PAGE TEXT
******************************

Hacker News new | ask | show | jobs
by dcwca 655 days ago
It is totally legal to train on this stuff, but illegal to reproduce copyrighted works. Interestingly, Google's business model could have been criticized the same way. They construct a big index of copyrighted works, reproduce them, and monetize it.
1 comments

They don't generate new content that convinces people it came from the sources they trained on.

The entire business model is "we trained on their stuff, pay us, not them." No way that's fair use.

I mean, if I go to the library and read books, and then get a job where I use that knowledge, the company pays me. Not the authors of the books I read.

So I don't see how their business model is any different from literally every person who learns things and then sells their ability to apply that knowledge.

The people that made the product possible get nothing, this is the difference. The library paid for a copy of the book, so did millions of others.

In the example you gave, it would be the equivalent to you getting a job, working hard to produce something, and get nothing in return.

What are you expecting the people who write the books to get?

Do you agree that if an author sold 43,958 copies, then it's fine for OpenAI to purchase one, so that the author sold 43,959? But also fine for OpenAI to ingest scanned used copies that are loaned to it? The same way it's fine for me to read a friend's book, or all of a friend's books, that they loan me, and the author doesn't get anything additional? The same way it's fine for me to go the library and the author doesn't get paid anything extra?

Or are you trying to invent some new principle where OpenAI has to pay some new ongoing fee? And if so, on what basis?

(And no, my example still stands entirely. It's from the perspective of somebody who learned from books, and they are getting paid, the same way people pay OpenAI to use ChatGPT. It's not from the perspective of authors, because again -- they make no additional money when somebody goes to the library to read their book that the library already purchased.)

It's not about what the "author should get for their book". It's the OpenAI benefits unfairly from using everyone's work to make nearly endless money and lobby for regulatory capture.

The author should get access to the model, the weights, it should all be open source because it partly contains their work. Just like how OpenAI could outright buy a copy of the authors work.

Basically, I think this is where knowledge and money are coming into an unresolveable conflict, who owns the ideas ? who owns information?

OpenAI seem to be trying to have a monopoly on information, and while they seem to be failing (thankfully), it's really where the issue lies for me.

******************************

WORK TO COMPLETE
**A.** Rewrite the stretch of the AI training thread from "The entire business" through "books to get?", putting "bookstore" in place of "library".
**B.** In the thread about training on copyrighted works, which company's business model is said to be open to the same criticism?

******************************

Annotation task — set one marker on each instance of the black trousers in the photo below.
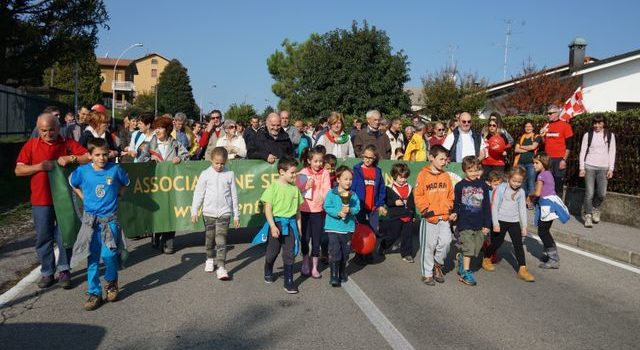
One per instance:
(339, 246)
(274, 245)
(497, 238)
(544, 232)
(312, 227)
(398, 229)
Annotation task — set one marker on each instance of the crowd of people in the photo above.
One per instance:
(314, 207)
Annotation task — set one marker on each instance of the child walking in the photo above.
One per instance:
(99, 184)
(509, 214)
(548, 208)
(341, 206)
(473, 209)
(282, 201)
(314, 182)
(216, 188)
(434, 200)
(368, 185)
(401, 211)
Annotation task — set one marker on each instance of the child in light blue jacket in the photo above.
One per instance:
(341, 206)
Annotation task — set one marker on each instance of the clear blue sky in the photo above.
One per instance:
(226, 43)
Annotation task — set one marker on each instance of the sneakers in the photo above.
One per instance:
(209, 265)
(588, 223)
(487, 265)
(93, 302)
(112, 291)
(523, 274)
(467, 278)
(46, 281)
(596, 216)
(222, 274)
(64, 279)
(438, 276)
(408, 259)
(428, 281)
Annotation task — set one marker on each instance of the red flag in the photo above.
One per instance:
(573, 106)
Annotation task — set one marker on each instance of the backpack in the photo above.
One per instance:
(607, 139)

******************************

RESULTS
**A.**
The entire business model is "we trained on their stuff, pay us, not them." No way that's fair use.

I mean, if I go to the bookstore and read books, and then get a job where I use that knowledge, the company pays me. Not the authors of the books I read.

So I don't see how their business model is any different from literally every person who learns things and then sells their ability to apply that knowledge.

The people that made the product possible get nothing, this is the difference. The bookstore paid for a copy of the book, so did millions of others.

In the example you gave, it would be the equivalent to you getting a job, working hard to produce something, and get nothing in return.

What are you expecting the people who write the books to get?

**B.** Google's